* **DIRECTIONS FOR THIS TASK**
What is needed here is an exact copy of all the data.
(Beginning of EXERCISE DATA)
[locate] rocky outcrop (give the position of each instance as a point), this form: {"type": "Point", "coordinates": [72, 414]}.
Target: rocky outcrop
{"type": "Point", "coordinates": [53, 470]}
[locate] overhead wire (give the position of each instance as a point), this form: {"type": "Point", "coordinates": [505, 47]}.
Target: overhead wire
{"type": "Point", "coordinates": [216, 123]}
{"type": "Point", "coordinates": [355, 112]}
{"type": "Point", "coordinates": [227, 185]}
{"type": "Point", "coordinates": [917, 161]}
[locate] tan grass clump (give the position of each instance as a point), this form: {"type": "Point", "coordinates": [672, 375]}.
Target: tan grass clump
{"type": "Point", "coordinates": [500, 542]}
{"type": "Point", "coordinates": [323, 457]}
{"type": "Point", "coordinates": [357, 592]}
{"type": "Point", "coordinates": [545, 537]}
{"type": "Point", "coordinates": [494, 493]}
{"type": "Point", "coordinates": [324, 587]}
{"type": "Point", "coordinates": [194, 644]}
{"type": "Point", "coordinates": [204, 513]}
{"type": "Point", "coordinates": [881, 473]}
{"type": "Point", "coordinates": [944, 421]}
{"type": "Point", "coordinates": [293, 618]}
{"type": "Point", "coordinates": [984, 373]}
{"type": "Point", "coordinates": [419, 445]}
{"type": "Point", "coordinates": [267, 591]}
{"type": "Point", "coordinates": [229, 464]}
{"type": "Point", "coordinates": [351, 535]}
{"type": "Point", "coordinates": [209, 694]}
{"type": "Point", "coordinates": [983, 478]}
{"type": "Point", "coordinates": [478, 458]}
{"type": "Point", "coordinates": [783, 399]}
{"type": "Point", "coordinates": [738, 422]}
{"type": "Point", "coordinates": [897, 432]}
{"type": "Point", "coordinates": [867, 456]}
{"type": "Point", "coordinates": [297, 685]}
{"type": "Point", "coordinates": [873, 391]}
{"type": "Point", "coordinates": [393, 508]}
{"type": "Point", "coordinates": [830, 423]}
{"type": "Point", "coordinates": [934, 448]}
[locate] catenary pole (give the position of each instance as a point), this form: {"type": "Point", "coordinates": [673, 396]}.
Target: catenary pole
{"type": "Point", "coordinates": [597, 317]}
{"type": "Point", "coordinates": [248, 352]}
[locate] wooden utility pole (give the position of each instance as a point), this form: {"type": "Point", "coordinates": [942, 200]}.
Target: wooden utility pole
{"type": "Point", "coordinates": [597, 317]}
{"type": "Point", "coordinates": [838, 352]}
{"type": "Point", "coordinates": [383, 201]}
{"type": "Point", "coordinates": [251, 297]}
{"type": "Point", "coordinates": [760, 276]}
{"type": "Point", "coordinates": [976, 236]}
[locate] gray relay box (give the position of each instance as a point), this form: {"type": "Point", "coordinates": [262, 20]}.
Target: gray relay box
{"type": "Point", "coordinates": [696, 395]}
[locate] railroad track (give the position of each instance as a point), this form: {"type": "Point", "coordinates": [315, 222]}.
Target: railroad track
(End of EXERCISE DATA)
* **TASK RESPONSE**
[locate] rocky outcrop (give the position of each instance as a point), this form: {"type": "Point", "coordinates": [72, 414]}.
Target: rocky outcrop
{"type": "Point", "coordinates": [53, 470]}
[locate] overhead wire (give the position of each instance as a point), this form: {"type": "Point", "coordinates": [505, 47]}.
Target: overhead wire
{"type": "Point", "coordinates": [216, 123]}
{"type": "Point", "coordinates": [355, 112]}
{"type": "Point", "coordinates": [227, 185]}
{"type": "Point", "coordinates": [917, 161]}
[locate] tan grass clump (give the position of each instance as a point), this form: {"type": "Point", "coordinates": [672, 375]}.
Target: tan grass clump
{"type": "Point", "coordinates": [500, 542]}
{"type": "Point", "coordinates": [323, 457]}
{"type": "Point", "coordinates": [357, 592]}
{"type": "Point", "coordinates": [545, 537]}
{"type": "Point", "coordinates": [494, 493]}
{"type": "Point", "coordinates": [324, 587]}
{"type": "Point", "coordinates": [194, 644]}
{"type": "Point", "coordinates": [204, 513]}
{"type": "Point", "coordinates": [881, 473]}
{"type": "Point", "coordinates": [944, 421]}
{"type": "Point", "coordinates": [293, 618]}
{"type": "Point", "coordinates": [984, 373]}
{"type": "Point", "coordinates": [419, 445]}
{"type": "Point", "coordinates": [267, 591]}
{"type": "Point", "coordinates": [229, 464]}
{"type": "Point", "coordinates": [351, 535]}
{"type": "Point", "coordinates": [209, 694]}
{"type": "Point", "coordinates": [983, 478]}
{"type": "Point", "coordinates": [478, 458]}
{"type": "Point", "coordinates": [783, 399]}
{"type": "Point", "coordinates": [738, 422]}
{"type": "Point", "coordinates": [897, 432]}
{"type": "Point", "coordinates": [867, 456]}
{"type": "Point", "coordinates": [297, 685]}
{"type": "Point", "coordinates": [873, 391]}
{"type": "Point", "coordinates": [393, 508]}
{"type": "Point", "coordinates": [830, 423]}
{"type": "Point", "coordinates": [934, 448]}
[locate] catenary pole (give the position of each instance as a point), this form: {"type": "Point", "coordinates": [673, 396]}.
Target: catenary pole
{"type": "Point", "coordinates": [597, 317]}
{"type": "Point", "coordinates": [248, 352]}
[locate] wooden utility pole (give the position of each instance as a point), this form: {"type": "Point", "coordinates": [942, 200]}.
Target: wooden utility pole
{"type": "Point", "coordinates": [597, 317]}
{"type": "Point", "coordinates": [838, 352]}
{"type": "Point", "coordinates": [383, 201]}
{"type": "Point", "coordinates": [251, 297]}
{"type": "Point", "coordinates": [760, 276]}
{"type": "Point", "coordinates": [976, 236]}
[locate] gray relay box (give the position of each instance as a point), this form: {"type": "Point", "coordinates": [262, 20]}.
Target: gray relay box
{"type": "Point", "coordinates": [696, 395]}
[locate] railroad track (give the position of each instance as a point), this form: {"type": "Point", "coordinates": [315, 222]}.
Target: railroad track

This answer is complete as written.